## [RECORDS SHOWN]
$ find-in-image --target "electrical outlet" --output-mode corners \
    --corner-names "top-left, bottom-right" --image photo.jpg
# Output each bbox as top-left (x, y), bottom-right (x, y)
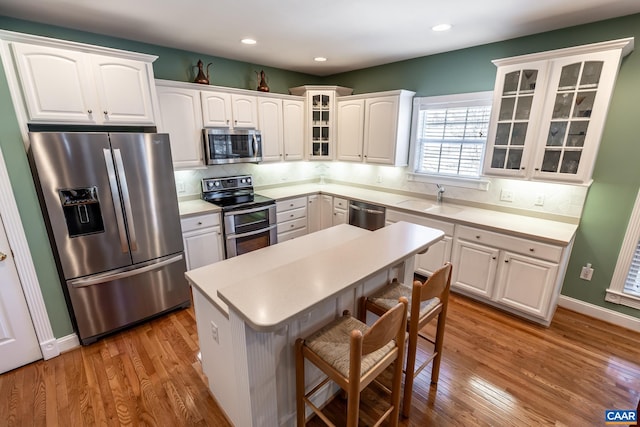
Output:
top-left (580, 263), bottom-right (594, 281)
top-left (210, 321), bottom-right (219, 343)
top-left (176, 180), bottom-right (186, 193)
top-left (535, 193), bottom-right (545, 206)
top-left (500, 189), bottom-right (514, 202)
top-left (377, 175), bottom-right (383, 183)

## [YOUR INSTRUCTIONS]
The lines above that hold the word "image" are the ones to copy.

## [EXERCISE RESPONSE]
$ find-in-image --target "electrical outlet" --output-mode corners \
    --corner-names "top-left, bottom-right" --image photo.jpg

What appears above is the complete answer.